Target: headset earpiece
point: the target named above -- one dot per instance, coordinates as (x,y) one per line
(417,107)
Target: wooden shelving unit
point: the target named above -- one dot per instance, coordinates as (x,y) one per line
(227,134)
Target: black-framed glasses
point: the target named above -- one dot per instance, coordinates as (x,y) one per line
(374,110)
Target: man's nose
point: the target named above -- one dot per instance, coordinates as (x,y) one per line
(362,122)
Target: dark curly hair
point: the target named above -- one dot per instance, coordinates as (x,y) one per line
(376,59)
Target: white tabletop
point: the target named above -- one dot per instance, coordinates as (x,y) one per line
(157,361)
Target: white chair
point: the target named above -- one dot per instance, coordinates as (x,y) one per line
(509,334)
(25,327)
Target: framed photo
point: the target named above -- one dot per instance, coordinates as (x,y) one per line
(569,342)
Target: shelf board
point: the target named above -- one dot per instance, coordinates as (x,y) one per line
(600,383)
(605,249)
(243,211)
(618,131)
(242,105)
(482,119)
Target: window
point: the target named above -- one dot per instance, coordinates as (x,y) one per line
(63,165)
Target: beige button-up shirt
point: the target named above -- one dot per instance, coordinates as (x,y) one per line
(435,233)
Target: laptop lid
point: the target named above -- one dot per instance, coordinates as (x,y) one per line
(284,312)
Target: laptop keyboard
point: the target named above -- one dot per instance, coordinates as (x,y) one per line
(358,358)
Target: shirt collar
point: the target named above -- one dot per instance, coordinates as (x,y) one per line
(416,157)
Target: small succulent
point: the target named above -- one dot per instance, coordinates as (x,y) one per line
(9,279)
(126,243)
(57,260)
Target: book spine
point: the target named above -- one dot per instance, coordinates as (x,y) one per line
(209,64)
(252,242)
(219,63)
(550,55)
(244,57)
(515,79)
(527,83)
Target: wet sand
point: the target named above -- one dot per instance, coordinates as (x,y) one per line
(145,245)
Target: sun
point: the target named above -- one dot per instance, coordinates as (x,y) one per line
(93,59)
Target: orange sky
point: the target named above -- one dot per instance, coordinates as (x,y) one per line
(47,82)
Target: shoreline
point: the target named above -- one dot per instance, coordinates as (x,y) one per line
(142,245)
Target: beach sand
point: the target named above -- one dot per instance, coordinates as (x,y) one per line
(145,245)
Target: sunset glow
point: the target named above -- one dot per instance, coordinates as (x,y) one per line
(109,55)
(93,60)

━━━━━━━━━━

HOW TO COMPLETE THIS TASK –
Your task is to list each line of the records with the word "laptop".

SOLVED EXERCISE –
Target: laptop lid
Target: laptop keyboard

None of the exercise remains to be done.